§ ACTIONS TO TAKE
[1] Answer these questions about the text on fixing cells for flow cytometry:
(a) What do cells pass through while flow cytometry measures their physical and chemical characteristics?
(b) Which samples are described as possibly containing infectious agents?
(c) What does permeabilization create?
[2] Rewrite the passage of the text on fixing cells for flow cytometry from "Flow cytometry is" up to and including "and reproducible results.", replacing "laser beam" with "light beam".

How to Fix Cells for Flow Cytometry

Flow cytometry is a laboratory technique used to analyze individual cells or particles suspended in a fluid. It rapidly measures their physical and chemical characteristics as they pass through a laser beam. This technology is widely applied in various scientific fields, including immunology, cancer biology, and infectious disease monitoring, to characterize cell populations. Cell fixation is a preparatory step in flow cytometry, designed to preserve cells in a stable state for accurate and reproducible results.

Why Fix Cells

Cell fixation serves several important purposes in flow cytometry experiments. A primary reason is to preserve cellular morphology and internal structures, preventing cells from degrading or changing characteristics between sample collection and analysis. This is particularly useful for long-term studies or when immediate analysis is not possible.

Fixation also plays a safety role by inactivating potential biohazards within cell samples, especially important with patient-derived samples that might contain infectious agents. It also prepares cells for subsequent staining, particularly for intracellular targets like cytokines or phosphorylated proteins. By stabilizing the cell membrane and internal components, fixation allows for permeabilization, which creates openings for antibodies to access targets inside the cell.

§ DATA FOR ANALYSIS

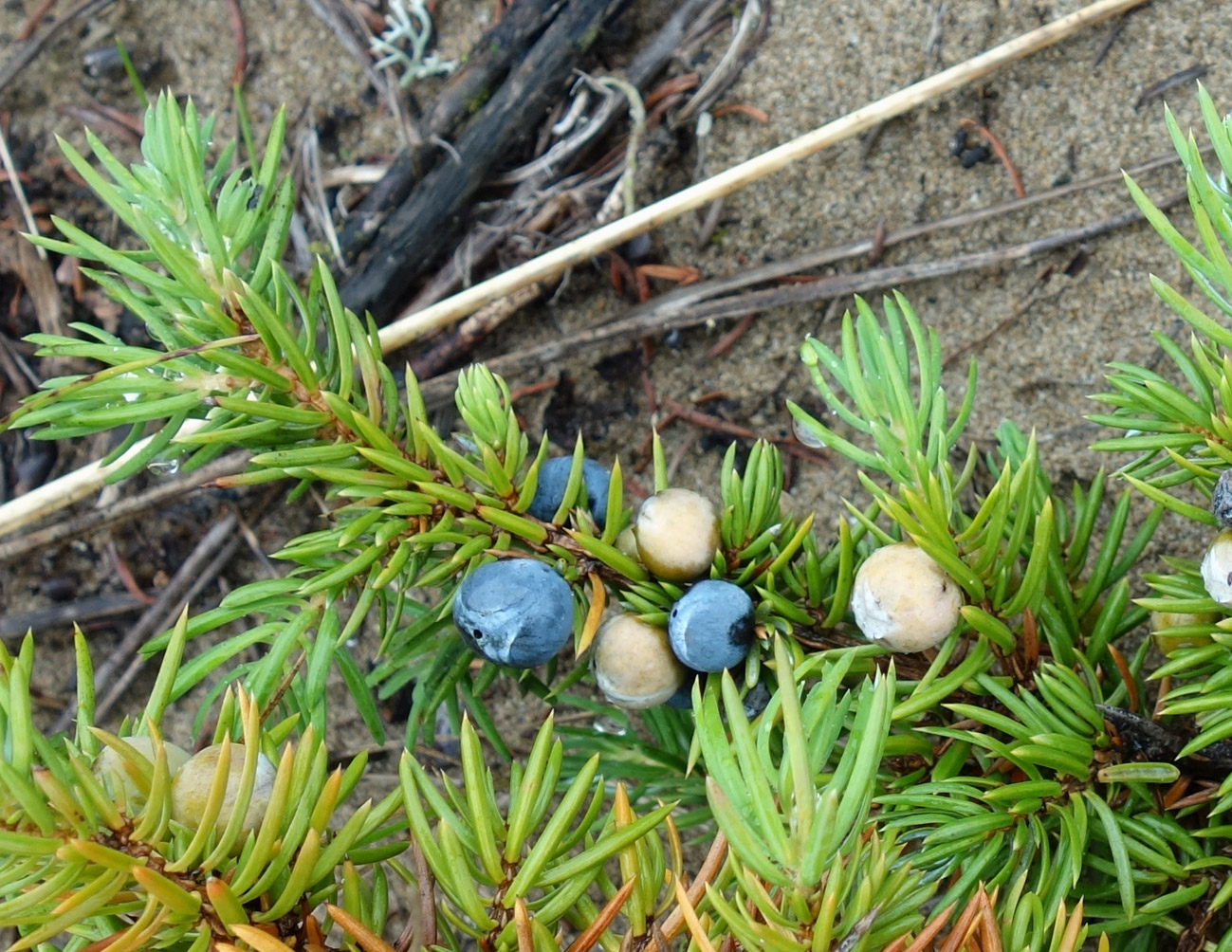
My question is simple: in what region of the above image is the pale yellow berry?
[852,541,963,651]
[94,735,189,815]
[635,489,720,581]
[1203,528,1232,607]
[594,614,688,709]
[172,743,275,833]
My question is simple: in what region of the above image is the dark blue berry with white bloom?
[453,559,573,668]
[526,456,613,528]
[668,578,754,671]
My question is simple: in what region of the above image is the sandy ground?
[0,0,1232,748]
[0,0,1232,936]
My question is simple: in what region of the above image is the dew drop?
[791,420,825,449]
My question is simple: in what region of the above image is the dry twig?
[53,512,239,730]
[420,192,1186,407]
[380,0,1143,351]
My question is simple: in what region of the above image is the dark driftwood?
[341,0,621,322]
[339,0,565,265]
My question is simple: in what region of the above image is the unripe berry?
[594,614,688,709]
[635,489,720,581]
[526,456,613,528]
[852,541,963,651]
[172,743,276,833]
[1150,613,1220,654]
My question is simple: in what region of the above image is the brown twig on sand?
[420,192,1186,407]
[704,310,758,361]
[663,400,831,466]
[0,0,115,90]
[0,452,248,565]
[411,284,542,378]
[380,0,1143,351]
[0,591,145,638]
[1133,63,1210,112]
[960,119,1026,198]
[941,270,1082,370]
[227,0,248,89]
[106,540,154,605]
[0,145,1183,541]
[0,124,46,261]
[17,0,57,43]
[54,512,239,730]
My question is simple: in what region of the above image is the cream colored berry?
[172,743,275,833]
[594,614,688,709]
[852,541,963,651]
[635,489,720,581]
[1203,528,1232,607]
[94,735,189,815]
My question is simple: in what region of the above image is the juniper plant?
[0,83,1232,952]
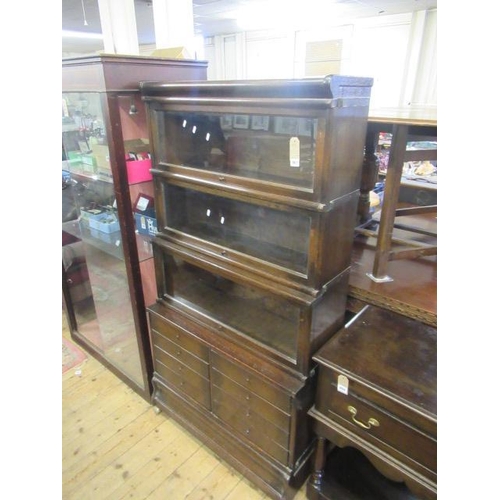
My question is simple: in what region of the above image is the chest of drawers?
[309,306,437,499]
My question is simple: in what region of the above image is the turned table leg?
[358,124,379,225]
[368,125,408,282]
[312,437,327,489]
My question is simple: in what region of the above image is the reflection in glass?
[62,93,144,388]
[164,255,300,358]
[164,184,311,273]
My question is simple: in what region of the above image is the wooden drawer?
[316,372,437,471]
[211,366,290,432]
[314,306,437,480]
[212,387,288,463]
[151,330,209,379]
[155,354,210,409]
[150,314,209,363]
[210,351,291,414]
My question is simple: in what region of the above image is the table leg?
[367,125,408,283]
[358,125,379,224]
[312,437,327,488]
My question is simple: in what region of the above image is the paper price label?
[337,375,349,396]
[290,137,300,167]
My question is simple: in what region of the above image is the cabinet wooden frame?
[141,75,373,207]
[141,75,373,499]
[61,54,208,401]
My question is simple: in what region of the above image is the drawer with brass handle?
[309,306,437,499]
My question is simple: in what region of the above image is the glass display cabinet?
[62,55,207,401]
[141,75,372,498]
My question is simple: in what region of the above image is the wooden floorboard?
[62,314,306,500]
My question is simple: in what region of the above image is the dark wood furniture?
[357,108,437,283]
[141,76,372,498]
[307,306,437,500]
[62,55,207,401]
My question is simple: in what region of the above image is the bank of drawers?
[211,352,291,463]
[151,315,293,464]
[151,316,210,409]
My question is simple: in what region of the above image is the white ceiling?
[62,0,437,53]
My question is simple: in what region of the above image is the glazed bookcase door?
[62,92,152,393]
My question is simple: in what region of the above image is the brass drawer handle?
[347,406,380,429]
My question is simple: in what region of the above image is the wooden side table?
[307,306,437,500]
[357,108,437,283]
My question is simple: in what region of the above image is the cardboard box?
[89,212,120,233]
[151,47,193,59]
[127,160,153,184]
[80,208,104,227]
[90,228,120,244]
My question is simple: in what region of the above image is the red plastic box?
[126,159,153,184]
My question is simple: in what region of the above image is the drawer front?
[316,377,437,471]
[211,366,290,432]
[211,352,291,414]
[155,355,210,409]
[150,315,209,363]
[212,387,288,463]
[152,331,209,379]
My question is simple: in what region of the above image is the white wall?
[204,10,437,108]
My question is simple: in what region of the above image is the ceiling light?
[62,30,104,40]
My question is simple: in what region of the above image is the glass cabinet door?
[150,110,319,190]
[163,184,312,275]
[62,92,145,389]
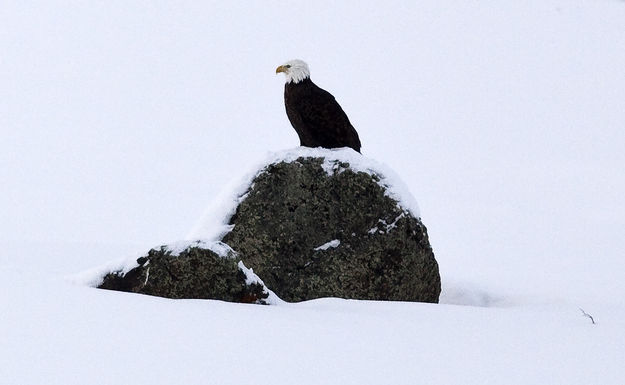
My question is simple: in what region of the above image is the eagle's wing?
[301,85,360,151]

§ SOLUTIONS FOR EACH TASK
[1]
(a) A laser beam.
(b) Patient-derived samples.
(c) Openings for antibodies to access targets inside the cell.

[2]
Flow cytometry is a laboratory technique used to analyze individual cells or particles suspended in a fluid. It rapidly measures their physical and chemical characteristics as they pass through a light beam. This technology is widely applied in various scientific fields, including immunology, cancer biology, and infectious disease monitoring, to characterize cell populations. Cell fixation is a preparatory step in flow cytometry, designed to preserve cells in a stable state for accurate and reproducible results.